About: North Staffordshire Combined Healthcare NHS Trust / Adult mental health North Staffordshire Combined Healthcare NHS Trust Adult mental health ST2 8LD
Posted by bumblebee9 (as ),
My story is about social workers. I had a nervous breakdown and have real trouble opening up to people. The social workers come into your house and although they're friendly and they do try to talk to you, I find it really hard to talk to some of them.Not every is out going, and not everyone finds it easy to talk. Sometimes I think the social workers think everyone is the same, and will just say what's wrong with them and if they say nothing, there's nothing wrong. That's not the case, I just find it more difficult to talk about these things. I have particular trouble talking to young social workers because they're always really nice but I don't feel like they'll know what it's like for me.
It took me a long time to get help, I was going all around the issue for a long time. I needed someone who understood me and could spend time listening to me. I need someone to just sit with me, and be really patient so that I feel I can open up to them. They need to spend time to get to know me, and I need to get to know them otherwise I won't be able to tell them anything.

Collected data entries:

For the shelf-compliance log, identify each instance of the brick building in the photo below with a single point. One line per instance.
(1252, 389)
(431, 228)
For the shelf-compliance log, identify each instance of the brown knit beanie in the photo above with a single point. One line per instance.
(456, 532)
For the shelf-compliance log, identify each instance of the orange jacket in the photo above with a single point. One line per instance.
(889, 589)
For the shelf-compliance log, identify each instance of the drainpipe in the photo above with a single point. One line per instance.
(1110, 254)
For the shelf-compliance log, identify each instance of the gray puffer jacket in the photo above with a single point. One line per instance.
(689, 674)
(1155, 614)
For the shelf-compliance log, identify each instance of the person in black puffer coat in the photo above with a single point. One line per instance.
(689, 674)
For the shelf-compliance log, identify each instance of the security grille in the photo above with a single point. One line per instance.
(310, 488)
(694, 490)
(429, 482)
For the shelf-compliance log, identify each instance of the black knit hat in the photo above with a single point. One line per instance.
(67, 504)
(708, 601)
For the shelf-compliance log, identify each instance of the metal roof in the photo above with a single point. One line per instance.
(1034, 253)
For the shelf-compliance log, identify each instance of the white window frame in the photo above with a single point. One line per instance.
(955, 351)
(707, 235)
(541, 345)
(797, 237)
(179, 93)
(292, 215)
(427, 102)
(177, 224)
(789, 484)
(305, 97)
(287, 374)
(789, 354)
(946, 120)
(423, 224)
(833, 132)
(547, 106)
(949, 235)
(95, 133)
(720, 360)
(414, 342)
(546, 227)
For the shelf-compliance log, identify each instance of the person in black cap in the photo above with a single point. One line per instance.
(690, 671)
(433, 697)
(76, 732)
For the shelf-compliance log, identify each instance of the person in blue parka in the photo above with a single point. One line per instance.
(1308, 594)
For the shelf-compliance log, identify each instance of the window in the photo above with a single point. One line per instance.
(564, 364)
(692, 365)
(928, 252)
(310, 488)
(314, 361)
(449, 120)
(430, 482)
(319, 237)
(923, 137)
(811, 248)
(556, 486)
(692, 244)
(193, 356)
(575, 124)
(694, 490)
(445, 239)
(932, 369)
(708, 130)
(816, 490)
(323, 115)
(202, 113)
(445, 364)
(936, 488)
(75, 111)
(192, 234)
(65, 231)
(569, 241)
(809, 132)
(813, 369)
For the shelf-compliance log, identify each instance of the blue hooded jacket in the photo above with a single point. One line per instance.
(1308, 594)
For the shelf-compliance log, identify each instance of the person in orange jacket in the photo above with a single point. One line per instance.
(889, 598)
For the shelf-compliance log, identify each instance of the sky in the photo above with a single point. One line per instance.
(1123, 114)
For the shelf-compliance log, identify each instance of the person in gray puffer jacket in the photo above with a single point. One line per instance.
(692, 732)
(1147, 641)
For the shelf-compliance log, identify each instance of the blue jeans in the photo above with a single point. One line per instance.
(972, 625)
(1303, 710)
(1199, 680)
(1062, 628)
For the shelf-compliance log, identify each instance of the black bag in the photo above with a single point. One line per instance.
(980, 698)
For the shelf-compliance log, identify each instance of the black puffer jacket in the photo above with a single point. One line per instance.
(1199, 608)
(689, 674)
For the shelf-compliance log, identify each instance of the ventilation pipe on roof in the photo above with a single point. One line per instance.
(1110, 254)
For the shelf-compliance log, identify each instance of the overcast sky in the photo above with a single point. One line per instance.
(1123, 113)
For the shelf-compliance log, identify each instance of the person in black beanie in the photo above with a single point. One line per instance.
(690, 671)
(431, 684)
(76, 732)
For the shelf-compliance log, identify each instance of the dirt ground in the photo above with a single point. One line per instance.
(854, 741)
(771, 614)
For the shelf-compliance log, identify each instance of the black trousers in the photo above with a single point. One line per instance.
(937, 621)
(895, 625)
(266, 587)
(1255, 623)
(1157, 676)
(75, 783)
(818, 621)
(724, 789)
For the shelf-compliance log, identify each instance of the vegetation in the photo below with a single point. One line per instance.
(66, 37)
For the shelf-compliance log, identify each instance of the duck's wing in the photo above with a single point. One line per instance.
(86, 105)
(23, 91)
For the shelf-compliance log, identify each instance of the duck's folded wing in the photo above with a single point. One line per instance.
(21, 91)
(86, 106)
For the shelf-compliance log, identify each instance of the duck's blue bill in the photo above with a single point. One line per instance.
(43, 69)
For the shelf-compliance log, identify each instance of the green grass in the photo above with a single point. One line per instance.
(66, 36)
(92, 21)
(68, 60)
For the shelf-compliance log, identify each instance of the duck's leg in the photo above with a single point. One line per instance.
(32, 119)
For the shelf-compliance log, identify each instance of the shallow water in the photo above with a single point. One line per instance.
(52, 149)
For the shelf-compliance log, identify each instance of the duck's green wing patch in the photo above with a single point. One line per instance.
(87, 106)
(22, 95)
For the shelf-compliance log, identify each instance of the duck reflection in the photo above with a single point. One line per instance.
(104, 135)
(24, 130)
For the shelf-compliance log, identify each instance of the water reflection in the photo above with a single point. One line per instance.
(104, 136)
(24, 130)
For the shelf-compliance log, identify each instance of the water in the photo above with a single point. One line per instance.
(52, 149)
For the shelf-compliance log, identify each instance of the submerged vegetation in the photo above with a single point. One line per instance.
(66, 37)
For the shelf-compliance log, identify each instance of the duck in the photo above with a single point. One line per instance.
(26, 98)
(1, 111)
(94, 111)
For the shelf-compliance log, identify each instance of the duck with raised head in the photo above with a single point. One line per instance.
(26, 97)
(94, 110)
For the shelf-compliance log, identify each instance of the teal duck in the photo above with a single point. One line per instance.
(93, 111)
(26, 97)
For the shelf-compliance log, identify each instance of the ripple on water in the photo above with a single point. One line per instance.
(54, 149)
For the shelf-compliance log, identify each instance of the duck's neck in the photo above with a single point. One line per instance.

Exercise details:
How might the patient account of trouble talking to social workers go on after its final sentence? Write the next part.

Result:
Befriending would be great. I don't get out very much and because I care for my mum, it's very rare that I get out and about. If I could just spend some time with someone else who feels the same, that would be really good for me.
As a carer, I worry about telling doctors because I'm worried that they'll think I want them to take my mum into care. That's not what I'm asking for, I just want some help and some time to myself.
It's also hard for me to have people at the house, I have to go outside to meet the social worker, tell them to act like they've known me all their life and then let them in the house otherwise my mum is suspicious and she gets agrivated. Sometimes they look at me like I'm strange when I tell them to do this, like I'm being silly, but I know my mum best and I know this is the way to help mum feel comfortable.
I would like it if more money was spent on helping people who live at home, and are carers, to live happily and have a break when they need it.